* **La consegna**
Trascrivi tutte le righe seguenti in una tabella Markdown con le colonne «n», per il numero progressivo, e «Riga», per il testo. Tralascia le righe vuote.
====================
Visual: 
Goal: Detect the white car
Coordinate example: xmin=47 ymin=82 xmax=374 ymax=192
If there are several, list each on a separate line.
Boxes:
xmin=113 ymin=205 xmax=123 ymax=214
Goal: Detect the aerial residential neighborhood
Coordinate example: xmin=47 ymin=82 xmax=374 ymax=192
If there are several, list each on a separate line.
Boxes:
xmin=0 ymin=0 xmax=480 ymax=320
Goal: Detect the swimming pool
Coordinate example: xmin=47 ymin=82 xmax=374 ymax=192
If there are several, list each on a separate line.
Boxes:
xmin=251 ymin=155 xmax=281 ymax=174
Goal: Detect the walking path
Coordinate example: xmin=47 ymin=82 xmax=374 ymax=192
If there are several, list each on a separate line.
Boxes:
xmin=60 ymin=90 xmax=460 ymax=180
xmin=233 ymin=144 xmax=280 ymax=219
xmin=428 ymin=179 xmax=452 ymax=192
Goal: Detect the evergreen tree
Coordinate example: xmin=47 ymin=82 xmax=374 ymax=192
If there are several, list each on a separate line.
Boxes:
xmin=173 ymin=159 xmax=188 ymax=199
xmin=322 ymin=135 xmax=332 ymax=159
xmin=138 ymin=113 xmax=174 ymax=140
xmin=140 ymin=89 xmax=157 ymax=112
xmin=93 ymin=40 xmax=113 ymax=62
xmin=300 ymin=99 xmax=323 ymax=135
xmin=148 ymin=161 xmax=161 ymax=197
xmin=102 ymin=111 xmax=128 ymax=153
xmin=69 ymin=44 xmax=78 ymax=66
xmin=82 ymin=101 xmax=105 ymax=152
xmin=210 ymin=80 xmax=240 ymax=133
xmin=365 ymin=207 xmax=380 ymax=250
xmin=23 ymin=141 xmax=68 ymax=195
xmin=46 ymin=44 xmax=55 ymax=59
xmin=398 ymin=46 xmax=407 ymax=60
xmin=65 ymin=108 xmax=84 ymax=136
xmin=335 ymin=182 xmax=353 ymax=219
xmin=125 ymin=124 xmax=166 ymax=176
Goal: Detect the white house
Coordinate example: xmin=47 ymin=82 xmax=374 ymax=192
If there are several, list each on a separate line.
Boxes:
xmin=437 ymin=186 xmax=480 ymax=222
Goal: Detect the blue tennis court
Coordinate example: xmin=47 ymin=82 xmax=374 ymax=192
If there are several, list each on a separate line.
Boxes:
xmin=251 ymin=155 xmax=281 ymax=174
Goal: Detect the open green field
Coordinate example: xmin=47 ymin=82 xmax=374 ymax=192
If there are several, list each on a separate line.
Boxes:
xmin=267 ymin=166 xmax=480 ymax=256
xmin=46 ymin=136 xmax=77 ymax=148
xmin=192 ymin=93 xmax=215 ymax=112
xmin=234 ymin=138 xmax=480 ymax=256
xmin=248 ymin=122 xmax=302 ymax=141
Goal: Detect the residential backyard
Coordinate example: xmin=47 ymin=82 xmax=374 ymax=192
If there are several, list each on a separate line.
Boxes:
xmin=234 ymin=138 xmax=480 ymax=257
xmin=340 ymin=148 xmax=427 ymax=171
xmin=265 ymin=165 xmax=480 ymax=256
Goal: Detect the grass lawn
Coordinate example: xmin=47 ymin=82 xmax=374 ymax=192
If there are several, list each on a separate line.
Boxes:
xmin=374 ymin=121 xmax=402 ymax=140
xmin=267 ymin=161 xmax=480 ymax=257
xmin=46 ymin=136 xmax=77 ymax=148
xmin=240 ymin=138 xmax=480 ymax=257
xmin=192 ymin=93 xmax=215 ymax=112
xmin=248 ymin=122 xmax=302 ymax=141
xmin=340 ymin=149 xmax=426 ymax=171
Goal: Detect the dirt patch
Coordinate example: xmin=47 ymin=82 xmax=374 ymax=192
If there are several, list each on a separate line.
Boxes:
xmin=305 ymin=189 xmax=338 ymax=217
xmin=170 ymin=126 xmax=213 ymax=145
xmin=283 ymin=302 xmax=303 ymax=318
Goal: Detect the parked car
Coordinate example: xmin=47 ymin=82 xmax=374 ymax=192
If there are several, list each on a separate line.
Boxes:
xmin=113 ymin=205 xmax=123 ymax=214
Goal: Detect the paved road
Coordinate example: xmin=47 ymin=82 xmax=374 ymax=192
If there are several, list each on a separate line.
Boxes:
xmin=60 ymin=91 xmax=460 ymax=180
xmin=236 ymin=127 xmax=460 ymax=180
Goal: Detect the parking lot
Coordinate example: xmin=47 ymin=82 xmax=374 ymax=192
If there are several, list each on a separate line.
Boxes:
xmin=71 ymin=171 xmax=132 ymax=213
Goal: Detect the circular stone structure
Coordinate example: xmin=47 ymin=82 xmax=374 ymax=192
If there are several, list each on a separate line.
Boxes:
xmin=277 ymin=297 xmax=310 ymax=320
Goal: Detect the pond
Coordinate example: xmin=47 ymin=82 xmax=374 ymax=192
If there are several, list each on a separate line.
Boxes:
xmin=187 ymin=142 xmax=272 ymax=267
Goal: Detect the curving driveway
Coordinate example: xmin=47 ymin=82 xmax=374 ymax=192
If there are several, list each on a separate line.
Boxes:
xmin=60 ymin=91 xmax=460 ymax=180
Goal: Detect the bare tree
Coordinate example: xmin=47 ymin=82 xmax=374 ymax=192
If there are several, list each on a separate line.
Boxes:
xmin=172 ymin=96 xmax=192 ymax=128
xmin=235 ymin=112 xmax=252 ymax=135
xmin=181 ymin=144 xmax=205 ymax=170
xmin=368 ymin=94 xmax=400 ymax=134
====================
* **Risposta alla consegna**
| n | Riga |
|---|---|
| 1 | Visual:  |
| 2 | Goal: Detect the white car |
| 3 | Coordinate example: xmin=47 ymin=82 xmax=374 ymax=192 |
| 4 | If there are several, list each on a separate line. |
| 5 | Boxes: |
| 6 | xmin=113 ymin=205 xmax=123 ymax=214 |
| 7 | Goal: Detect the aerial residential neighborhood |
| 8 | Coordinate example: xmin=47 ymin=82 xmax=374 ymax=192 |
| 9 | If there are several, list each on a separate line. |
| 10 | Boxes: |
| 11 | xmin=0 ymin=0 xmax=480 ymax=320 |
| 12 | Goal: Detect the swimming pool |
| 13 | Coordinate example: xmin=47 ymin=82 xmax=374 ymax=192 |
| 14 | If there are several, list each on a separate line. |
| 15 | Boxes: |
| 16 | xmin=251 ymin=155 xmax=281 ymax=174 |
| 17 | Goal: Detect the walking path |
| 18 | Coordinate example: xmin=47 ymin=82 xmax=374 ymax=192 |
| 19 | If there are several, list each on a separate line. |
| 20 | Boxes: |
| 21 | xmin=60 ymin=90 xmax=460 ymax=180 |
| 22 | xmin=233 ymin=144 xmax=280 ymax=219 |
| 23 | xmin=428 ymin=179 xmax=452 ymax=192 |
| 24 | Goal: Detect the evergreen tree |
| 25 | Coordinate example: xmin=47 ymin=82 xmax=374 ymax=192 |
| 26 | If there are several, list each on a separate line. |
| 27 | Boxes: |
| 28 | xmin=173 ymin=159 xmax=188 ymax=199 |
| 29 | xmin=322 ymin=135 xmax=332 ymax=159 |
| 30 | xmin=138 ymin=113 xmax=174 ymax=140 |
| 31 | xmin=140 ymin=89 xmax=157 ymax=112 |
| 32 | xmin=93 ymin=40 xmax=113 ymax=62 |
| 33 | xmin=300 ymin=99 xmax=323 ymax=135 |
| 34 | xmin=148 ymin=161 xmax=161 ymax=197 |
| 35 | xmin=102 ymin=111 xmax=128 ymax=153 |
| 36 | xmin=69 ymin=44 xmax=78 ymax=66 |
| 37 | xmin=82 ymin=101 xmax=105 ymax=152 |
| 38 | xmin=210 ymin=80 xmax=240 ymax=133 |
| 39 | xmin=365 ymin=207 xmax=380 ymax=250 |
| 40 | xmin=23 ymin=141 xmax=68 ymax=195 |
| 41 | xmin=46 ymin=44 xmax=55 ymax=59 |
| 42 | xmin=398 ymin=46 xmax=407 ymax=60 |
| 43 | xmin=65 ymin=108 xmax=84 ymax=136 |
| 44 | xmin=335 ymin=182 xmax=353 ymax=219 |
| 45 | xmin=125 ymin=124 xmax=166 ymax=176 |
| 46 | Goal: Detect the white house |
| 47 | Coordinate example: xmin=47 ymin=82 xmax=374 ymax=192 |
| 48 | If there are several, list each on a separate line. |
| 49 | Boxes: |
| 50 | xmin=437 ymin=186 xmax=480 ymax=222 |
| 51 | Goal: Detect the blue tennis court |
| 52 | Coordinate example: xmin=47 ymin=82 xmax=374 ymax=192 |
| 53 | If there are several, list each on a separate line. |
| 54 | Boxes: |
| 55 | xmin=251 ymin=155 xmax=281 ymax=174 |
| 56 | Goal: Detect the open green field |
| 57 | Coordinate example: xmin=47 ymin=82 xmax=374 ymax=192 |
| 58 | If there are several, list each on a separate line. |
| 59 | Boxes: |
| 60 | xmin=267 ymin=166 xmax=480 ymax=256 |
| 61 | xmin=46 ymin=136 xmax=77 ymax=148 |
| 62 | xmin=192 ymin=93 xmax=215 ymax=112 |
| 63 | xmin=234 ymin=138 xmax=480 ymax=256 |
| 64 | xmin=248 ymin=122 xmax=302 ymax=141 |
| 65 | Goal: Detect the residential backyard |
| 66 | Coordinate example: xmin=47 ymin=82 xmax=374 ymax=192 |
| 67 | If there are several, list each on a separate line. |
| 68 | Boxes: |
| 69 | xmin=234 ymin=138 xmax=480 ymax=257 |
| 70 | xmin=340 ymin=148 xmax=427 ymax=171 |
| 71 | xmin=265 ymin=165 xmax=480 ymax=256 |
| 72 | Goal: Detect the grass lawn |
| 73 | Coordinate example: xmin=47 ymin=82 xmax=374 ymax=192 |
| 74 | If there are several, list each on a separate line. |
| 75 | Boxes: |
| 76 | xmin=374 ymin=121 xmax=402 ymax=140 |
| 77 | xmin=267 ymin=161 xmax=480 ymax=257 |
| 78 | xmin=46 ymin=136 xmax=77 ymax=148 |
| 79 | xmin=240 ymin=138 xmax=480 ymax=257 |
| 80 | xmin=192 ymin=93 xmax=215 ymax=112 |
| 81 | xmin=248 ymin=122 xmax=302 ymax=141 |
| 82 | xmin=340 ymin=149 xmax=426 ymax=171 |
| 83 | Goal: Detect the dirt patch |
| 84 | Coordinate example: xmin=47 ymin=82 xmax=374 ymax=192 |
| 85 | If there are several, list each on a separate line. |
| 86 | Boxes: |
| 87 | xmin=305 ymin=189 xmax=338 ymax=217 |
| 88 | xmin=170 ymin=126 xmax=213 ymax=145 |
| 89 | xmin=283 ymin=302 xmax=303 ymax=318 |
| 90 | Goal: Detect the parked car |
| 91 | Coordinate example: xmin=47 ymin=82 xmax=374 ymax=192 |
| 92 | If there are several, list each on a separate line. |
| 93 | Boxes: |
| 94 | xmin=113 ymin=205 xmax=123 ymax=214 |
| 95 | Goal: Detect the paved road |
| 96 | Coordinate example: xmin=47 ymin=82 xmax=374 ymax=192 |
| 97 | If there are several, list each on a separate line. |
| 98 | Boxes: |
| 99 | xmin=60 ymin=91 xmax=460 ymax=180 |
| 100 | xmin=236 ymin=127 xmax=460 ymax=180 |
| 101 | Goal: Detect the parking lot |
| 102 | Coordinate example: xmin=47 ymin=82 xmax=374 ymax=192 |
| 103 | If there are several, list each on a separate line. |
| 104 | Boxes: |
| 105 | xmin=71 ymin=171 xmax=132 ymax=213 |
| 106 | Goal: Detect the circular stone structure |
| 107 | Coordinate example: xmin=47 ymin=82 xmax=374 ymax=192 |
| 108 | If there are several, list each on a separate line. |
| 109 | Boxes: |
| 110 | xmin=277 ymin=297 xmax=310 ymax=320 |
| 111 | Goal: Detect the pond |
| 112 | Coordinate example: xmin=47 ymin=82 xmax=374 ymax=192 |
| 113 | If there are several, list each on a separate line. |
| 114 | Boxes: |
| 115 | xmin=187 ymin=142 xmax=272 ymax=267 |
| 116 | Goal: Detect the curving driveway |
| 117 | Coordinate example: xmin=47 ymin=82 xmax=374 ymax=192 |
| 118 | If there are several, list each on a separate line. |
| 119 | Boxes: |
| 120 | xmin=60 ymin=91 xmax=460 ymax=180 |
| 121 | Goal: Detect the bare tree |
| 122 | Coordinate example: xmin=47 ymin=82 xmax=374 ymax=192 |
| 123 | If there are several, list each on a separate line. |
| 124 | Boxes: |
| 125 | xmin=172 ymin=96 xmax=192 ymax=128 |
| 126 | xmin=235 ymin=112 xmax=252 ymax=135 |
| 127 | xmin=181 ymin=144 xmax=205 ymax=170 |
| 128 | xmin=368 ymin=94 xmax=400 ymax=134 |